— Assignment —
Line by line, copy the entries exactly, excluding the pictures.
(Data listing begins)
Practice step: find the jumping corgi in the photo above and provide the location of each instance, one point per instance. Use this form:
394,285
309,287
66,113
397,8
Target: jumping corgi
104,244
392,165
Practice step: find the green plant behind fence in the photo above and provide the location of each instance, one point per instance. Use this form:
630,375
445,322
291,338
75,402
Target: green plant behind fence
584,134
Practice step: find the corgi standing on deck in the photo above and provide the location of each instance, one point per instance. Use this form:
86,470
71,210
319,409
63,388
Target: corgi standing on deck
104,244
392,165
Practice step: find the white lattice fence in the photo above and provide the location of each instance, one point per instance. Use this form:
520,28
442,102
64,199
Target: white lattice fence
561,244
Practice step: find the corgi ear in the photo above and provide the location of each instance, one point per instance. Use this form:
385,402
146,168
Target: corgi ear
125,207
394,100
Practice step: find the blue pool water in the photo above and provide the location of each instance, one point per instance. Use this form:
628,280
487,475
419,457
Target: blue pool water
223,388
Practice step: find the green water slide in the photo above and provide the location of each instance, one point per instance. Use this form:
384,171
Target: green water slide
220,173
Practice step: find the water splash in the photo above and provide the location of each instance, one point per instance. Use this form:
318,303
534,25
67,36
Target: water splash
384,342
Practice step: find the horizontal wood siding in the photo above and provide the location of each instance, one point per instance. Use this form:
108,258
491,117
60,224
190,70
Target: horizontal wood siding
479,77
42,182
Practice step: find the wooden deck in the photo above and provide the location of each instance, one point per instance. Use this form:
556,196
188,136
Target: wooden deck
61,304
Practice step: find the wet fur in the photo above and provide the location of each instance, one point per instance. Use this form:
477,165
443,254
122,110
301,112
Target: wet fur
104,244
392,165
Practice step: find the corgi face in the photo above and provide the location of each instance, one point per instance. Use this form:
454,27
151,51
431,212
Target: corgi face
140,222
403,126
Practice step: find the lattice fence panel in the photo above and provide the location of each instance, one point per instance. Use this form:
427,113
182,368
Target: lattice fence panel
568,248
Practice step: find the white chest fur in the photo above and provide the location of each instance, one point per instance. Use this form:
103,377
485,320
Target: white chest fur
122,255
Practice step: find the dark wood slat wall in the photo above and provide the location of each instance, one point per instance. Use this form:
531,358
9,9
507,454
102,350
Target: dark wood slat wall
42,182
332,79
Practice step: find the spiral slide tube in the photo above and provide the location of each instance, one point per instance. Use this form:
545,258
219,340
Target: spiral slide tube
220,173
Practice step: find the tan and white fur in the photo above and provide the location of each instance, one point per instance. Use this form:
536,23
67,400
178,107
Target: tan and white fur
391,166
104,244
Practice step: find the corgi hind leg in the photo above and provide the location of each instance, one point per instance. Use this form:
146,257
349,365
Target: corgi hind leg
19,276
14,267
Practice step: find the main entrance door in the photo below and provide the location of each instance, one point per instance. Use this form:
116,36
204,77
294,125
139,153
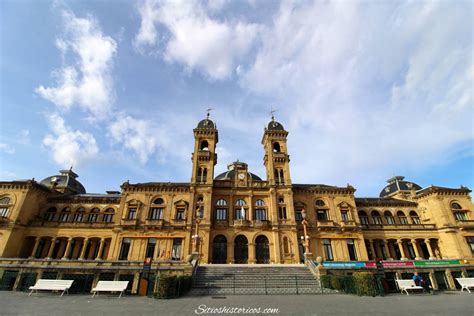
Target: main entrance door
219,249
241,249
262,249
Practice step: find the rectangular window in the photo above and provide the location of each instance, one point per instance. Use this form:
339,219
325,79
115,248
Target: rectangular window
345,216
298,216
470,242
282,212
322,215
156,213
132,213
327,249
3,211
176,250
351,248
150,248
221,214
180,214
260,215
125,249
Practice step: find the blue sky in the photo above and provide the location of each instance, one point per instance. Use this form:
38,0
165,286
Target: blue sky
367,90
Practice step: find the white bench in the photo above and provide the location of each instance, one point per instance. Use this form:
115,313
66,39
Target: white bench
51,285
110,286
406,285
466,283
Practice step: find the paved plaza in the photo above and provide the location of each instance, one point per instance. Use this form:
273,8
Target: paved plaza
18,303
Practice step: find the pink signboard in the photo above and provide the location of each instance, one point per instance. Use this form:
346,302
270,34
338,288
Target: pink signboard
398,264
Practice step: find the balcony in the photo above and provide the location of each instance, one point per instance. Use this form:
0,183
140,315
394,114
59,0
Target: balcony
326,225
153,223
241,223
467,224
349,225
261,224
398,226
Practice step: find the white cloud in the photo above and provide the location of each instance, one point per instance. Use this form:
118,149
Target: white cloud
87,81
7,149
195,39
69,146
369,89
136,135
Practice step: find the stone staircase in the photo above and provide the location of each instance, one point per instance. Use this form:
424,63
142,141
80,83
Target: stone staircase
238,279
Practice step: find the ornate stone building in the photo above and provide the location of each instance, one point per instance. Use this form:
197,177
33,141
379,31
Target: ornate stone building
243,219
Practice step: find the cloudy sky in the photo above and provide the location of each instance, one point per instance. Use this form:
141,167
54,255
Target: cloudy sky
367,90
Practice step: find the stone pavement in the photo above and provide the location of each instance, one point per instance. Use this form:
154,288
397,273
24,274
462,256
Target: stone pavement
449,303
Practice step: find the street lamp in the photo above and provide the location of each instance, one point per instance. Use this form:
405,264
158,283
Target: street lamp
199,214
306,237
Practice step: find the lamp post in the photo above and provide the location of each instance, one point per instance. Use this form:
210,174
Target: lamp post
199,214
306,238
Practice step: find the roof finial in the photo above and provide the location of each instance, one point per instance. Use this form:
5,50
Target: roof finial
208,112
272,112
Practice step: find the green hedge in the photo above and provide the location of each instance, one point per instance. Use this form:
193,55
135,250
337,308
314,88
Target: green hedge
173,286
360,283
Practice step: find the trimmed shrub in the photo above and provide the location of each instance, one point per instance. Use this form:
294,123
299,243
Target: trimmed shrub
326,281
365,284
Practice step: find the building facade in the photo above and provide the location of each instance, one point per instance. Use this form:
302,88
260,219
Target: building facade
234,217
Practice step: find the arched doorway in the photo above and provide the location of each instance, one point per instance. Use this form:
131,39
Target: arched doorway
219,249
241,249
262,249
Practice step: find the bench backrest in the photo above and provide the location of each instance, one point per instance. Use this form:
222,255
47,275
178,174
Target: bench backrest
406,283
112,285
53,283
466,281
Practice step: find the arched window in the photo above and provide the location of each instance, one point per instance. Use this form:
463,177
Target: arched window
79,215
402,219
276,147
94,215
364,219
389,218
221,210
319,203
415,219
202,175
64,216
50,214
109,215
456,206
240,211
156,209
260,211
204,145
240,202
4,206
376,219
221,202
158,201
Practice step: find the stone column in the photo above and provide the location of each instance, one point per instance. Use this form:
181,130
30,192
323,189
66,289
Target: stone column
83,250
251,253
51,248
35,248
230,252
372,249
430,249
402,250
417,252
101,248
387,251
68,249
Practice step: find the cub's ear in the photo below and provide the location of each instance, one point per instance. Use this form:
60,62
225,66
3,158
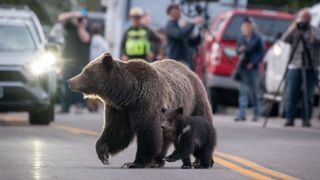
(Data listing ends)
— Response to this exercise —
Practice step: find the jumping corgi in the photo above and provide the location of each instance, one point per instance. Use this form:
394,285
309,287
66,113
397,8
Target: jumping corgi
104,244
392,165
Practice step: find the green plant behind fence in the photo above and provide the location of each instance, one point per instance. Use this form:
630,375
445,322
291,338
75,402
Target: green plant behind fence
584,134
Practice step: find the corgi standing on deck in the photo above and provide the location of each instance, one point per instance. Use this form:
86,470
71,210
319,409
63,388
Target: corgi standing on deck
104,244
392,165
Practice step: find the white lattice fence in the photo above and provide the location of each instance, one point per instance. Use this form:
520,28
442,102
64,199
Target: white lattice fence
561,244
Practice step: find the corgi ear in the photo above and provide the location of each instance, one point per instance. Use this form:
385,402
146,168
Target: corgi ear
125,207
394,100
Practice step: find the blue pool water in the photo above and provide the location of each instance, one point per instance. Use this form:
628,280
487,475
419,457
Target: blue pool water
223,388
Practice step: find the green water slide in the photo above and provide the location of each instance, one point per instance. Use this form:
384,171
Target: green water slide
220,173
Practice step: find the water splash in the photo above and provide the location of each instance, one point per instance. Use this form:
318,303
534,25
67,36
Target: water splash
384,342
Practice step: find the horizontal wood siding in the photo above and provide the location of each instance, one point per instance. Use this form:
108,258
491,117
60,224
190,70
Target: horizontal wood siding
479,77
42,182
Practice step: find the wooden deck in the photo above and provide the location of each instance, one point per instance. Use this form:
556,196
188,136
Target: wooden deck
61,304
Practice step: find the wet fur in the photo above and provide the location of each instance, one point per instance. Use this form:
477,165
443,254
122,110
301,112
Target: wet fur
104,244
392,165
Practice step: find the corgi face in the photo above and provide the location of each instance, one point per instance. Use this form:
454,27
151,51
431,212
Target: corgi face
140,222
403,126
Practice step: find the lattice fence panel in the photo above and provide the location of each instance, one point per instance. Use this form:
427,113
182,368
Target: lattice fence panel
568,248
Practice step: find the white chest fur in the photo above and provide the location of each instance, one point per instance. Use this form:
103,377
485,320
Target: white chest fur
122,255
Practice step: find the dark wood slat wall in the photo above and provide the location of each instance, one point per instance. Use this form:
531,358
9,9
507,454
102,350
Target: dark wood slat wall
42,182
332,79
Practice step: find the spiral slide tube in the photo above and provide the location of each instance, one point per instance. Use this form:
545,258
219,340
Target: spiral slide tube
220,173
Practice step: find the tan and white fur in the photo above and provide the location of each instance, one point per instance. Use this form:
536,23
67,400
178,107
Target: tan and white fur
391,166
104,244
Practice step: find the corgi hind leg in the photo above and provide the location of each instance, one point per instance. Use this form:
146,257
349,365
Target: corgi hind leg
19,276
14,267
Practice step: find the main entrance door in the photo below and provide the location of each instance, one point per instance. Use this form:
116,36
204,77
294,125
139,153
Target: main entrance door
219,249
241,249
262,249
Practice step: find the rectangular window in the photo above and provide the location of each instance, one point per instance. Use this form:
339,219
325,79
115,248
Target: rectangular window
345,216
298,216
470,242
282,212
322,215
156,213
132,213
327,249
3,211
176,250
351,248
150,248
221,214
180,214
260,215
125,249
Practice step: find the blue sky in the photo above and provide the location of each instance, one point per instance. Use this form:
38,0
165,286
Target: blue sky
367,90
Practice step: find the white bench in the photo above and provide the location of each instance, one point per instance. Use this form:
115,313
66,39
Target: white bench
51,285
110,286
406,285
466,283
Practice step: find the paved plaza in the photo above and provide the location of each instance, one point per instance. Use this form:
273,8
Target: paved plaza
18,303
Practice step: find the pink signboard in the photo above and provide the location of each instance, one point per instance. Use this form:
346,302
270,34
338,288
Target: pink signboard
398,264
Practice step: find the balcony in the photo above and provide the location of each instance, one point per instance. Use this form:
0,183
140,315
394,114
59,0
Target: balcony
326,225
153,223
241,223
467,224
349,225
261,224
398,226
Practice step: find the white cloud in the photo above and provide the location of each instance, one point per instance. Use this form:
118,149
Target: white cloud
87,81
7,149
195,39
69,146
369,89
136,135
Practice step: find the stone staircase in the photo above and provide the location of each instance, one point per instance. Use this form:
424,63
142,141
80,83
Target: stone staircase
238,279
Practice step: find the ornate stone building in the photo above and provide the location of each instance, one point per instance. Use this form:
197,177
33,141
379,31
Target: ornate stone building
243,219
Practice step: find the cloudy sky in the photo above and provide the location of each instance, one point per instance. Use this form:
141,167
54,255
Target: cloudy sky
367,90
Practice step: find the stone pavement in the photo above and provide the location of each instance, one point per instance. Use this form:
154,288
397,273
24,274
462,256
Target: stone pavement
449,303
Practice step: find the street lamp in the photo above and provide the location of each instance, one point per instance. Use this form:
405,264
158,283
Target: street lamp
199,214
306,237
Practice step: find the lamp post in the photo above and provide the location of each instance, one point per instance. Use this form:
210,174
Target: lamp post
199,214
306,238
Practice step: find the roof finial in the photo above and provide the location of each instance, one point per instance. Use this form:
5,50
Target: roof finial
208,112
272,112
Practice step: find the green hedge in the photo above and provide the location of each instance, one point per instance. Use this form:
193,55
135,250
337,308
314,88
Target: green hedge
173,286
360,283
Practice step: find the trimmed shrub in the photo above and provide the location of each instance, one point per instance. Use this form:
294,123
299,243
Target: trimmed shrub
326,281
365,284
Practice step: find the building facade in the photo above and provide the location of each instance, one point per instance. Use this form:
302,88
260,219
Target: building facade
234,217
Practice step: find the arched doorway in the photo above and provide the location of each instance, one point per instance. Use this form:
131,39
Target: arched doorway
219,249
241,249
262,249
Practice step: find the bench backrest in the photo above and provide the location of each instance, one point per instance. Use this form:
222,255
47,275
178,174
Target: bench backrest
406,283
112,285
53,283
466,281
Practice step: find the arched window in the photo above and provide the location of each instance, one point per instance. Use this form:
463,177
Target: arched window
79,215
402,219
276,147
94,215
364,219
389,218
221,210
319,203
415,219
202,175
64,216
50,214
109,215
456,206
240,211
156,209
260,211
204,145
240,202
4,206
376,219
221,202
158,201
Practice step: find the stone column in the photo above and provide the location of each instance, one point per instance. Use this form:
181,130
30,192
323,189
66,289
Target: stone column
83,250
251,253
51,248
35,248
230,252
372,249
430,249
402,250
417,252
101,248
387,251
68,249
Practice step: find the cub's ear in the photo below and provide the location of each instance, one point per instance. Use this form:
60,62
225,66
3,158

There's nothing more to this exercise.